_Dataset_
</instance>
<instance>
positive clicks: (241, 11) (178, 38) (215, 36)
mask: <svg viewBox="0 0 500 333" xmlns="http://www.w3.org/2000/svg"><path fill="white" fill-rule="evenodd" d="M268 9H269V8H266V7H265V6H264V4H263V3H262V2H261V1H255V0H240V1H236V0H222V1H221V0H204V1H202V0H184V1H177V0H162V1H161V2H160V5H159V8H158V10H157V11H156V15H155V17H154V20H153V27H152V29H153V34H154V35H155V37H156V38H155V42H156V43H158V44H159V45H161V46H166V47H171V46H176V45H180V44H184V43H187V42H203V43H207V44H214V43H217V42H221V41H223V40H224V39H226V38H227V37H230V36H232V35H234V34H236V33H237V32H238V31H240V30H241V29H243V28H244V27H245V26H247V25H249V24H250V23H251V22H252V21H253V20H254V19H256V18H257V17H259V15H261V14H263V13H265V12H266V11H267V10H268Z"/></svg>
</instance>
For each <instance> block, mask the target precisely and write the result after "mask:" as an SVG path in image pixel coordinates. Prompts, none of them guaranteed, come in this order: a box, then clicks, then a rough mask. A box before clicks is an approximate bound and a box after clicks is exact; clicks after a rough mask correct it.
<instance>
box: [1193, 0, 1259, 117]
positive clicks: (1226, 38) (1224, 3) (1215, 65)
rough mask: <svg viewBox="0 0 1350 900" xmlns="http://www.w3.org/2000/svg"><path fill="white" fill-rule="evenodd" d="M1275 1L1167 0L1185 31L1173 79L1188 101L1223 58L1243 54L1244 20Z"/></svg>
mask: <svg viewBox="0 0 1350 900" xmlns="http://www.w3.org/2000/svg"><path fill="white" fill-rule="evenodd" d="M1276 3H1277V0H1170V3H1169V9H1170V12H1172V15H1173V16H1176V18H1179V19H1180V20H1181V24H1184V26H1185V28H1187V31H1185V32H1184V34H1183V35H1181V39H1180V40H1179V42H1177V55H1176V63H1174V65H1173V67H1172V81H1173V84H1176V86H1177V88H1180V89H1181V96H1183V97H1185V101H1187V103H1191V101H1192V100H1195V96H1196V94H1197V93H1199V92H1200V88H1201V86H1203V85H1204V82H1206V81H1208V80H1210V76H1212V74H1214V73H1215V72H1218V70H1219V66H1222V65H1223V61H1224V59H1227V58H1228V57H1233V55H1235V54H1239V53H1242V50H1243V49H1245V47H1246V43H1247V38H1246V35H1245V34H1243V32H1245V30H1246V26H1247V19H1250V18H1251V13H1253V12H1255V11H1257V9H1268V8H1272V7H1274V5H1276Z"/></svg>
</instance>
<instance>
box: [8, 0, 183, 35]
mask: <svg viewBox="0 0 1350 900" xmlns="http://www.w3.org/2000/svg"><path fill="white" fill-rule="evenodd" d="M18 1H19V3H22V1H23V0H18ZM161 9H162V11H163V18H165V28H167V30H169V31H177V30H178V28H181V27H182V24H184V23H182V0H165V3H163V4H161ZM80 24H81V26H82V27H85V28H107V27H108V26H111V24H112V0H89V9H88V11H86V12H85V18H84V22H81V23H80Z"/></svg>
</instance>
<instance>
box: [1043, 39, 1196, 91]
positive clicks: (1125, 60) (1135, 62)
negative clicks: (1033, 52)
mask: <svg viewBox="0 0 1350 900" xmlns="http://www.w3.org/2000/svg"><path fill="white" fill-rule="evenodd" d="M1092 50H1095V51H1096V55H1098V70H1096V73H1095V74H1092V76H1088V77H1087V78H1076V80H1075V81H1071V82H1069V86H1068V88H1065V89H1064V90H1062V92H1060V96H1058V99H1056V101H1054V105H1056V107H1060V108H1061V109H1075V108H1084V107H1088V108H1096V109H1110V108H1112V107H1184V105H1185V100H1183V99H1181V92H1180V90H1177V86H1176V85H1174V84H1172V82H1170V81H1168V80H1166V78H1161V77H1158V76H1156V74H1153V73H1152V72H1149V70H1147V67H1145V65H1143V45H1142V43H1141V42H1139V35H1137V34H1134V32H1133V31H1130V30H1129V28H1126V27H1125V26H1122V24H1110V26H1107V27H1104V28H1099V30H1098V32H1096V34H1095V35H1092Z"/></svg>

_Directions for this task_
Reproduce every one of the records above verbatim, character for character.

_Answer for this exercise_
</instance>
<instance>
positive clicks: (241, 11) (178, 38) (215, 36)
mask: <svg viewBox="0 0 500 333" xmlns="http://www.w3.org/2000/svg"><path fill="white" fill-rule="evenodd" d="M268 9H269V8H266V7H265V6H264V4H263V3H262V2H261V1H255V0H240V1H236V0H222V1H221V0H204V1H202V0H184V1H177V0H162V1H161V2H160V5H159V8H158V10H157V11H156V15H155V17H154V20H153V27H152V29H153V34H154V35H155V37H156V38H155V42H156V43H158V44H159V45H161V46H166V47H171V46H176V45H180V44H184V43H187V42H203V43H207V44H214V43H217V42H221V41H223V40H224V39H226V38H227V37H230V36H232V35H234V34H236V33H237V32H238V31H240V30H241V29H243V28H244V27H245V26H247V25H249V24H250V23H251V22H252V21H253V20H254V19H256V18H257V17H259V15H261V14H263V13H265V12H266V11H267V10H268Z"/></svg>
</instance>
For each <instance> block, mask the target precisely and write the result after "mask:" as an SVG path in image pixel coordinates. Prompts, none of them guaranteed, come in this order: a box, then clicks, then a rough mask. A box before clicks is an approximate bound and a box after clicks is exact; clicks after a rough mask correct it.
<instance>
box: [1193, 0, 1259, 117]
positive clicks: (1226, 38) (1224, 3) (1215, 65)
rough mask: <svg viewBox="0 0 1350 900" xmlns="http://www.w3.org/2000/svg"><path fill="white" fill-rule="evenodd" d="M1275 1L1167 0L1185 31L1173 79L1188 101L1223 58L1243 54L1244 20Z"/></svg>
mask: <svg viewBox="0 0 1350 900" xmlns="http://www.w3.org/2000/svg"><path fill="white" fill-rule="evenodd" d="M1276 3H1277V0H1170V3H1169V9H1170V12H1172V15H1173V16H1176V18H1179V19H1180V20H1181V24H1184V26H1185V28H1187V31H1185V32H1184V34H1183V35H1181V39H1180V40H1179V42H1177V55H1176V63H1174V65H1173V67H1172V81H1173V84H1176V86H1177V88H1180V89H1181V96H1183V97H1185V101H1187V103H1191V101H1192V100H1195V96H1196V94H1197V93H1199V92H1200V88H1201V86H1203V85H1204V82H1206V81H1208V80H1210V76H1212V74H1214V73H1215V72H1218V70H1219V66H1222V65H1223V61H1224V59H1227V58H1228V57H1233V55H1235V54H1239V53H1242V50H1243V49H1245V47H1246V43H1247V38H1246V35H1245V34H1243V32H1245V30H1246V26H1247V19H1250V18H1251V13H1253V12H1255V11H1257V9H1268V8H1272V7H1274V5H1276Z"/></svg>
</instance>
<instance>
box: [8, 0, 183, 35]
mask: <svg viewBox="0 0 1350 900" xmlns="http://www.w3.org/2000/svg"><path fill="white" fill-rule="evenodd" d="M18 1H19V3H22V1H23V0H18ZM161 9H162V11H163V18H165V28H167V30H169V31H177V30H178V28H181V27H182V24H184V23H182V0H165V3H163V4H161ZM80 24H81V26H82V27H85V28H107V27H108V26H111V24H112V0H89V9H88V11H86V12H85V18H84V22H81V23H80Z"/></svg>
</instance>
<instance>
box: [1043, 39, 1196, 91]
positive clicks: (1125, 60) (1135, 62)
negative clicks: (1033, 52)
mask: <svg viewBox="0 0 1350 900" xmlns="http://www.w3.org/2000/svg"><path fill="white" fill-rule="evenodd" d="M1092 50H1095V51H1096V55H1098V70H1096V73H1095V74H1092V76H1088V77H1087V78H1076V80H1075V81H1071V82H1069V86H1068V88H1065V89H1064V90H1062V92H1060V96H1058V99H1056V101H1054V105H1056V107H1060V108H1061V109H1075V108H1084V107H1088V108H1096V109H1110V108H1112V107H1184V105H1185V100H1183V99H1181V92H1180V90H1177V86H1176V85H1174V84H1172V82H1170V81H1168V80H1166V78H1161V77H1158V76H1156V74H1153V73H1152V72H1149V70H1147V67H1145V65H1143V45H1142V43H1141V42H1139V35H1137V34H1134V32H1133V31H1130V30H1129V28H1126V27H1125V26H1122V24H1110V26H1107V27H1104V28H1099V30H1098V32H1096V34H1095V35H1092Z"/></svg>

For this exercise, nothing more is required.